**PAGE:**

107431f5-b9b1-42f4-987d-debb56f50666 commented 10 years ago

There seems to be a specific issue when using cElementTree.parse on a StringIO object containing unicode text - it generates a ParseError.

I've tried variations of ElementTree and cElementTree, variations of StringIO and cStringIO, and used str and unicode types. It seems there is one combination of these that generates the problem. I tried this on Python 2.7.5 - this bit of code shows the inconsistency we've got:

>>> from xml.etree import ElementTree as ET, cElementTree as CET
>>> from StringIO import StringIO as SIO
>>> from cStringIO import StringIO as CSIO
>>> xml, uxml = '<simple />', u'<simple />'
>>> 
>>> def parse(etree_impl, strio_class, text):
...     try:
...         return etree_impl.parse(strio_class(text))
...     except Exception as e:
...         return 'ERROR: ' + repr(e)
... 
>>> for etree_var in 'ET CET'.split():
...     for sio_var in 'SIO CSIO'.split():
...         for xml_var in 'xml uxml'.split():
...             print etree_var, sio_var, xml_var,
...             print parse(vars()[etree_var], vars()[sio_var], vars()[xml_var])
... 
ET SIO xml <xml.etree.ElementTree.ElementTree object at 0x7f92c795ec90>
ET SIO uxml <xml.etree.ElementTree.ElementTree object at 0x7f92c795ec90>
ET CSIO xml <xml.etree.ElementTree.ElementTree object at 0x7f92c795ec90>
ET CSIO uxml <xml.etree.ElementTree.ElementTree object at 0x7f92c795ec90>
CET SIO xml <ElementTree object at 0x7f92c795ec90>
CET SIO uxml ERROR: ParseError('no element found: line 1, column 0',)

**SHORT EXERCISE A:** Check each statement against the cElementTree comment, giving yes or no and the exact words of the comment that decide it. (i) The code was run on Python 2.7.5. (ii) ElementTree with cStringIO fails on unicode text. (iii) cElementTree with StringIO raises a ParseError on unicode text.
**SHORT EXERCISE B:** Please write the next part of the cElementTree comment, picking up after its last line.

**RECORDS:**
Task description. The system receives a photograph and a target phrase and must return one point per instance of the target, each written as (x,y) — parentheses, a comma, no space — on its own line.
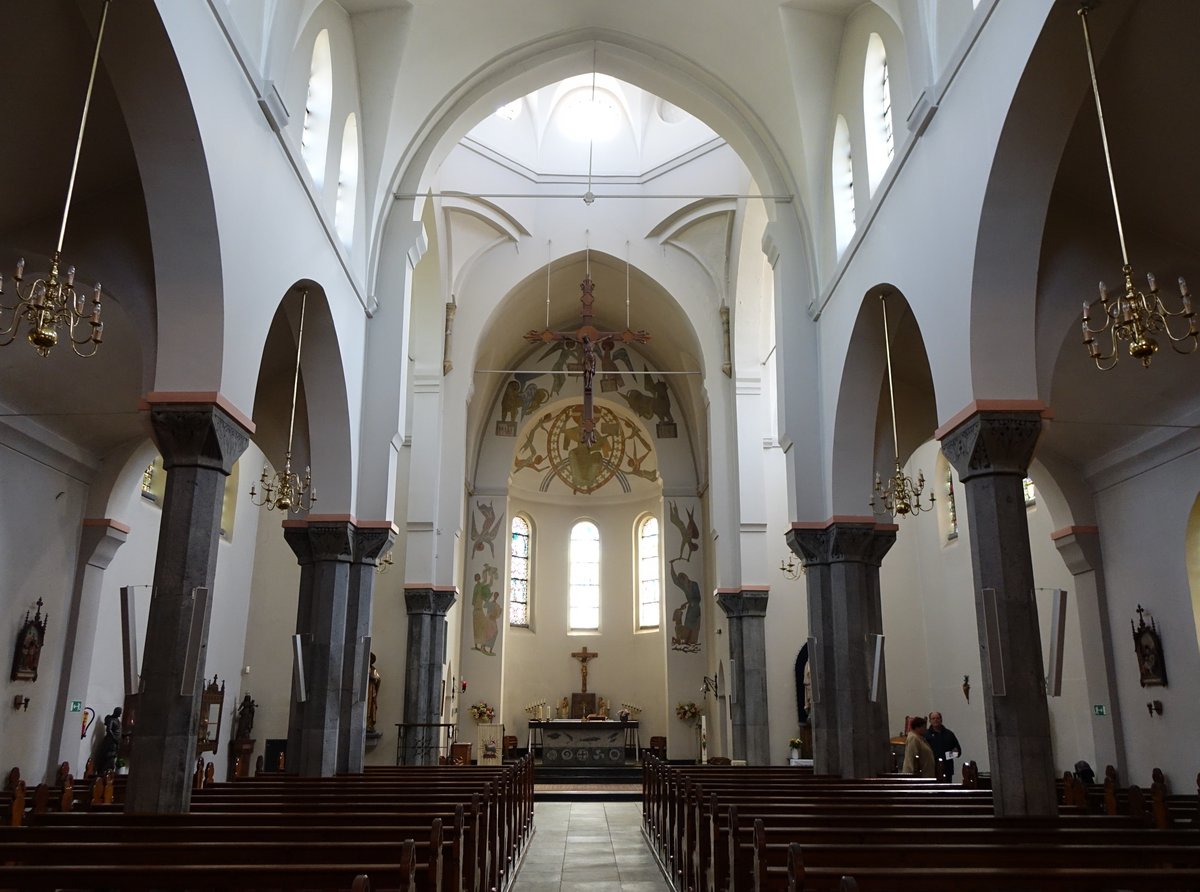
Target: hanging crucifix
(589,339)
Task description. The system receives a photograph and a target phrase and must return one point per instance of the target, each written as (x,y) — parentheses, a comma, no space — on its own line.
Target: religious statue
(109,746)
(373,681)
(245,719)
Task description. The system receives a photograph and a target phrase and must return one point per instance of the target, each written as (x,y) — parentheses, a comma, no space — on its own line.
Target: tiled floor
(588,846)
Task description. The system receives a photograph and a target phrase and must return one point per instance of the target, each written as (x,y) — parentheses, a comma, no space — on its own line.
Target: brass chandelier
(899,495)
(51,303)
(1135,316)
(286,491)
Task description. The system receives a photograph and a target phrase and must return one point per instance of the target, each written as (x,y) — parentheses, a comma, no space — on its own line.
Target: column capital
(435,600)
(319,540)
(197,435)
(371,540)
(993,442)
(738,603)
(858,539)
(1079,548)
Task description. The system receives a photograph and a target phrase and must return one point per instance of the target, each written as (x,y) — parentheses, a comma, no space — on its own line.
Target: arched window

**TASK OUTPUT A:**
(i) Yes: "I tried this on Python 2.7.5"
(ii) No: "ET CSIO uxml <xml.etree.ElementTree.ElementTree object at 0x7f92c795ec90>"
(iii) Yes: "CET SIO uxml ERROR: ParseError('no element found: line 1, column 0',)"

**TASK OUTPUT B:**
CET CSIO xml <ElementTree object at 0x7f92c795ec90>
CET CSIO uxml <ElementTree object at 0x7f92c795ec90>
serhiy-storchaka commented 10 years ago

cStringIO.StringIO() can contains only str (unicode automatically coerced to str), while StringIO.StringIO() can contain str or unicode.

>>> SIO(uxml).read()
u'<simple />'
>>> CSIO(uxml).read()
'<simple />'

cElementTree.parse() works only with binary streams.

serhiy-storchaka commented 8 years ago

For now cElementTree parser just stops parsing when has read something that is not exactly of type str. Eli, Stefan, it is not hard to make cElementTree supporting Unicode streams, only few lines of code. But is it worth to do this on this stage? Or we have just close this issue as "won't fix"?